- _Passage shown_:
------------------------

Leading with Values
“Living into our values means that we do more than profess our values, we practice them.” – Brene Brown
When you lead – as a manager, executive, parent or coach – do you see your values aligning with your personal and professional goals?
Robert K. Greenleaf, servant leadership scholar and thought leader once said this: “The great leader is seen as a servant first.”
Personal leadership reflection
by Greg Kimura
You enter life a ship laden with meaning, purpose and gifts
sent to be delivered to a hungry world.
And as much as the world needs your cargo,
you need to give it away.
Everything depends on this…Read the full poem here.
What “cargo” are you leading with in 2024?
What is a value?
Before we talk about leading with values, how do we define it?
A value is a roadmap which guides your actions and is different from a need or a want. A value guides your behavior based on what is important to you. Values are core beliefs – the underlying thoughts that stimulate human behavior.
Values are innate to humans; some are instilled by our cultures, and others are developed based on our own thoughts and personal experiences.
Babies are born with values like compassion, empathy, and the beginnings of a sense of fairness. As we grow up, our nurturing, lived experiences, and societal influence, starts to shape or impact our personal values.
Over time you may lose a sense of your innate values or decide to shed cultural and personal values to pick up new ones. Your values can also stagnate or become corrupted.
These factors make it critically important to take the time to become aware of your life values, evaluate them, and try to place focus and importance on the ones that can help you achieve your goals.
Greenleaf’s discussion of values
Robert K. Greenleaf didn’t specifically use the word “value” in his essay, “The Servant as Leader,” but did describe these core beliefs that align with serving:
- Withdrawal (reflection)
- Accepting others
It’s our strong belief that leaders of all types of institutions, organizations, and sectors can be even more successful with a focus on helping people to know themselves, grow and “be who they ought to be.”
Finding your core values
It’s true that personal values and value systems result in characteristics or attitudes that in turn affect behavior.
- Values affect leaders’ perceptions of situations.
- Leaders’ values affect the solutions they generate regarding problems.
Given this reality, let’s explore a number of values-based exercises and concepts that can help you:
- Define your own values.
- Own values-based leadership to create a more fulfilling work life.
Using Brene Brown’s list of values as a guide, download our Values Worksheet to explore your top 5 values.
- Review the list of values.
- Circle the values that are important to you on page 1.
- Write your own if the list does not include a value that is important to you.
- Continue narrowing down your values list until you get to your top 5.

------------------------

- _Extracted information_:

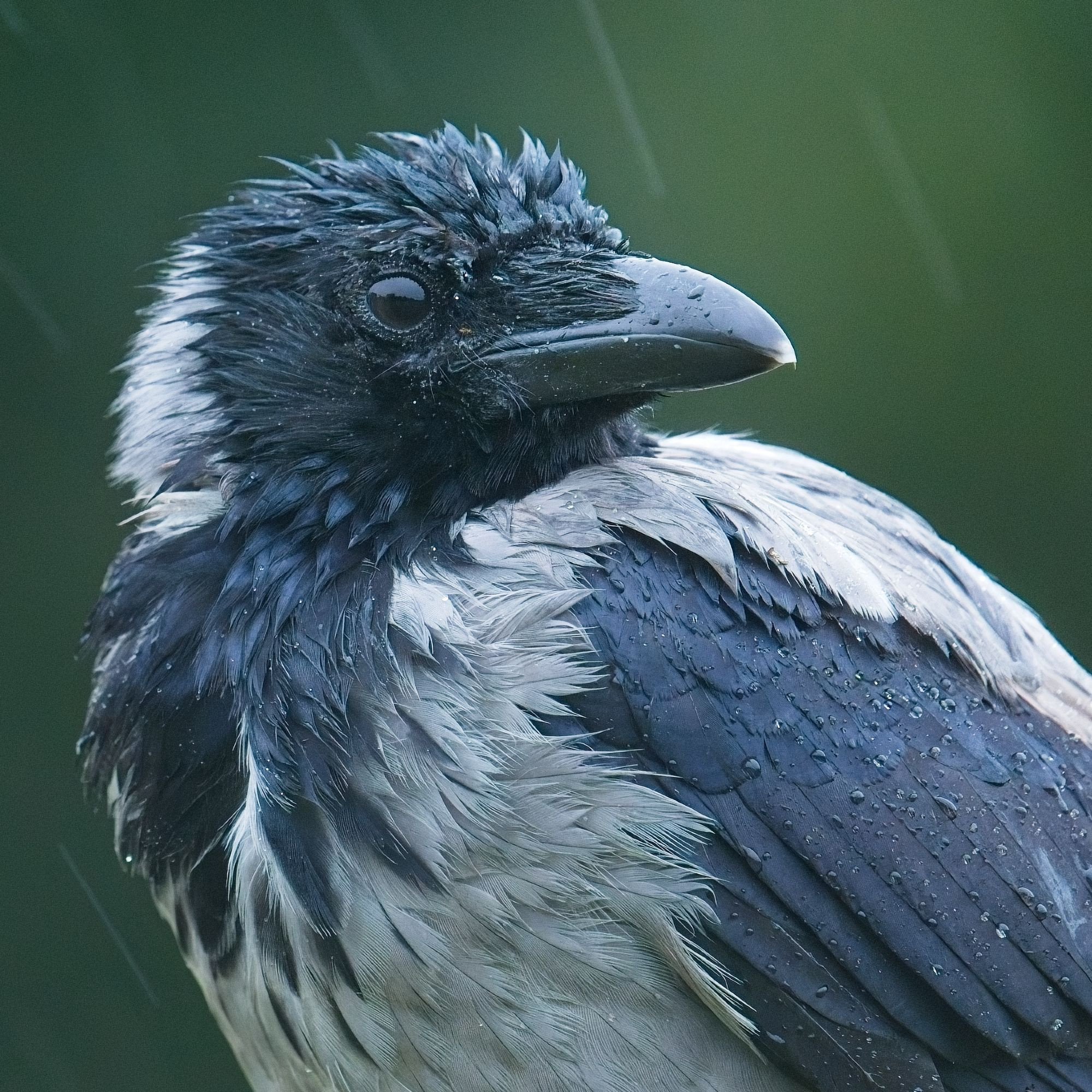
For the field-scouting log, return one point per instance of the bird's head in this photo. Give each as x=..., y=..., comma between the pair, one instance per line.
x=431, y=328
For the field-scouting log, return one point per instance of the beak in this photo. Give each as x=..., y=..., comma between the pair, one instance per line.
x=690, y=331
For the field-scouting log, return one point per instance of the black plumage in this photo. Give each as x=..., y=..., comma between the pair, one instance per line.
x=863, y=782
x=413, y=612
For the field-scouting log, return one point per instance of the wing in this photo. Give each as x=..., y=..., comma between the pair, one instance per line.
x=904, y=856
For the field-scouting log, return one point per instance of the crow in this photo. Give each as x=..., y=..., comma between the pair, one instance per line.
x=474, y=739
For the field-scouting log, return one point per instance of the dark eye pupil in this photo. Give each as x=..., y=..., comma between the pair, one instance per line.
x=399, y=302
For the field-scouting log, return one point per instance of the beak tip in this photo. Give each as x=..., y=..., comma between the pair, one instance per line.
x=784, y=353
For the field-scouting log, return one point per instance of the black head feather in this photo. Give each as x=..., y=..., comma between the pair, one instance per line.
x=296, y=375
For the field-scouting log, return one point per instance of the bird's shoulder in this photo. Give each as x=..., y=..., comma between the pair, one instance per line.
x=893, y=749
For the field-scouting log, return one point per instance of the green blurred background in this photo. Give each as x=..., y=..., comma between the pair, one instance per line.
x=906, y=186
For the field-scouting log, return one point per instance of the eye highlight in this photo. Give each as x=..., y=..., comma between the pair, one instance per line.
x=399, y=303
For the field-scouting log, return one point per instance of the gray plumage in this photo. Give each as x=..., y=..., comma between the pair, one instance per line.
x=507, y=911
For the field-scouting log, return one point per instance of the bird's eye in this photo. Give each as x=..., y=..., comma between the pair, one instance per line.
x=399, y=303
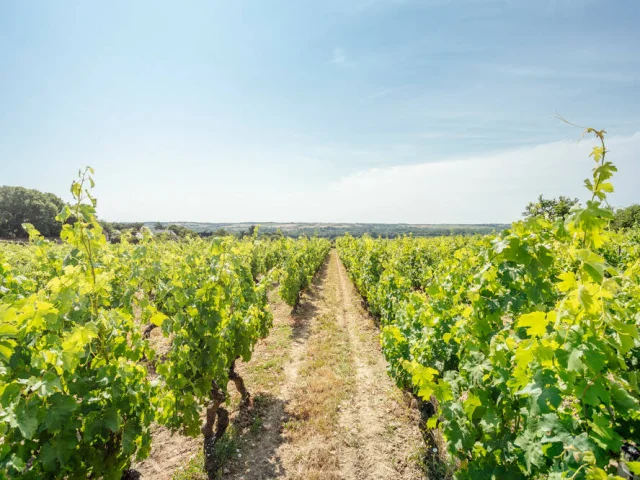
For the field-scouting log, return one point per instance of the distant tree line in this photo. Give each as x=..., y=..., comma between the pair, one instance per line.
x=558, y=208
x=19, y=205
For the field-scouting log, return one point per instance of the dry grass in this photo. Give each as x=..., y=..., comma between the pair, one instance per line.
x=324, y=381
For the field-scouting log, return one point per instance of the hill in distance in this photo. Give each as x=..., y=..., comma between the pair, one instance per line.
x=333, y=230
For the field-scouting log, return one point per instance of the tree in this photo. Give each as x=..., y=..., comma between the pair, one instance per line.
x=20, y=205
x=550, y=208
x=626, y=217
x=181, y=231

------------------------

- _Short exercise 1_: Translate this sentence from the article on leading with values into Spanish: "A value guides your behavior based on what is important to you."
- _Short exercise 2_: Reproduce the article on leading with values word for word from "And as much" to "and personal experiences.".
- _Short exercise 3_: Write the next part of the article on leading with values, picking up right after its final line.

- _Response 1_: Un valor guía tu comportamiento según lo que es importante para ti.

- _Response 2_:
And as much as the world needs your cargo,
you need to give it away.
Everything depends on this…Read the full poem here.
What “cargo” are you leading with in 2024?
What is a value?
Before we talk about leading with values, how do we define it?
A value is a roadmap which guides your actions and is different from a need or a want. A value guides your behavior based on what is important to you. Values are core beliefs – the underlying thoughts that stimulate human behavior.
Values are innate to humans; some are instilled by our cultures, and others are developed based on our own thoughts and personal experiences.

- _Response 3_:
- After you select your top 5, write a succinct definition of what that value means to you on page 2.
- Then for each value, write “how” you demonstrate that value & include what you expect of others because of this value.
“It’s not hard to make decisions when you know what your values are.” – Roy Disney
After you finish the exercise, ask yourself the following questions:
- What do we learn about leadership from knowing our own values and appreciating the values of others?
- How do people feel when their values are aligned?
- How do people feel when their values are not aligned?
Howard Behar, author of It’s Not About the Coffee, wrote:
“Have you ever minimized one of your personal values…to fit in? Have you ever found yourself believing more in what you ‘thought’ you needed to be and do, rather than have confidence and trust ‘that still small voice?’ Have you ever focused more on the outcome than ‘how’ you would attain the outcome?”
Your values affect your leadership!
How values impact leadership
People don’t have just one core value; they have a whole set of values with varying degrees of importance. As noted, these values affect how they act, react, and interact with their environments.
For example, if an employee becomes upset when a customer is rude to her, that employee probably values respect. If your boss gives you a raise because you always get your work done by the deadlines, your boss may value responsibility. If you feel frustrated and angry because a colleague lied to you, you may value honesty.
When leaders act in positive ways that are consistent with their values it can create a healthy organization.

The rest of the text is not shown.